## Start

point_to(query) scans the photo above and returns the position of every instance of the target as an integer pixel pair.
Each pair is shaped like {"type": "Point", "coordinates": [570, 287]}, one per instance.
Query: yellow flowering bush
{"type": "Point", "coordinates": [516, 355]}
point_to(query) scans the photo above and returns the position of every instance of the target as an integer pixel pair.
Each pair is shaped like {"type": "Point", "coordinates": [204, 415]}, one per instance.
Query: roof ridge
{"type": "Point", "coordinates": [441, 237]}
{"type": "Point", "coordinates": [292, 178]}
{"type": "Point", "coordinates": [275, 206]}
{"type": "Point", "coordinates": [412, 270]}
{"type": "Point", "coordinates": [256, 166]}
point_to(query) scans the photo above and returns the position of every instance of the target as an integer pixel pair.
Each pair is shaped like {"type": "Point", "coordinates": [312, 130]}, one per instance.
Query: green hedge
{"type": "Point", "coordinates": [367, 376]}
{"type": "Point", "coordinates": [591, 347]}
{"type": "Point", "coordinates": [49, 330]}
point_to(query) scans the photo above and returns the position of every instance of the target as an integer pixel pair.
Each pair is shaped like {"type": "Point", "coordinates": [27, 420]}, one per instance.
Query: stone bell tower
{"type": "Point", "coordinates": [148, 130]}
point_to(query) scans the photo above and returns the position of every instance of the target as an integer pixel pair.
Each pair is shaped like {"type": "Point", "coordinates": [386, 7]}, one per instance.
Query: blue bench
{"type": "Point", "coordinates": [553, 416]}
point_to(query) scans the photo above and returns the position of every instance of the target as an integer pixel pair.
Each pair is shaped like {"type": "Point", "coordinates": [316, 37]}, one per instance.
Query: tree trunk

## End

-- Exercise description --
Convert every line of the records above into a Markdown table with two columns, Row and Line, numbering the rows and leaving out blank lines.

-- The solution --
| Row | Line |
|---|---|
| 1 | point_to(query) scans the photo above and returns the position of every instance of the target as an integer pixel pair. |
| 2 | Each pair is shaped like {"type": "Point", "coordinates": [570, 287]}, one per instance. |
| 3 | Query: yellow flowering bush |
| 4 | {"type": "Point", "coordinates": [516, 355]} |
| 5 | point_to(query) scans the photo above and returns the position of every instance of the target as an integer pixel pair. |
| 6 | Each pair is shaped like {"type": "Point", "coordinates": [204, 415]}, one per instance. |
| 7 | Query: roof ridge |
| 8 | {"type": "Point", "coordinates": [441, 237]} |
| 9 | {"type": "Point", "coordinates": [292, 178]} |
| 10 | {"type": "Point", "coordinates": [275, 206]} |
| 11 | {"type": "Point", "coordinates": [412, 270]} |
| 12 | {"type": "Point", "coordinates": [256, 166]} |
| 13 | point_to(query) scans the photo above and returns the position of every instance of the target as an integer pixel pair. |
| 14 | Each pair is shaped like {"type": "Point", "coordinates": [312, 130]}, one per instance. |
| 15 | Query: green hedge |
| 16 | {"type": "Point", "coordinates": [367, 376]} |
| 17 | {"type": "Point", "coordinates": [591, 347]} |
| 18 | {"type": "Point", "coordinates": [49, 330]} |
| 19 | point_to(query) scans the photo above and returns the position of every instance of the target as an integer pixel pair. |
| 20 | Each pair is shaped like {"type": "Point", "coordinates": [27, 420]}, one per instance. |
| 21 | Query: stone bell tower |
| 22 | {"type": "Point", "coordinates": [148, 130]} |
| 23 | point_to(query) scans the photo above and returns the position of every instance of the target as an integer pixel pair. |
| 24 | Each pair is shaped like {"type": "Point", "coordinates": [386, 7]}, one per instance. |
| 25 | Query: blue bench |
| 26 | {"type": "Point", "coordinates": [553, 416]} |
| 27 | point_to(query) scans the photo above and returns the position of every instance of the target as an integer pixel pair. |
| 28 | Each pair is shaped like {"type": "Point", "coordinates": [316, 37]}, one per instance. |
| 29 | Query: tree trunk |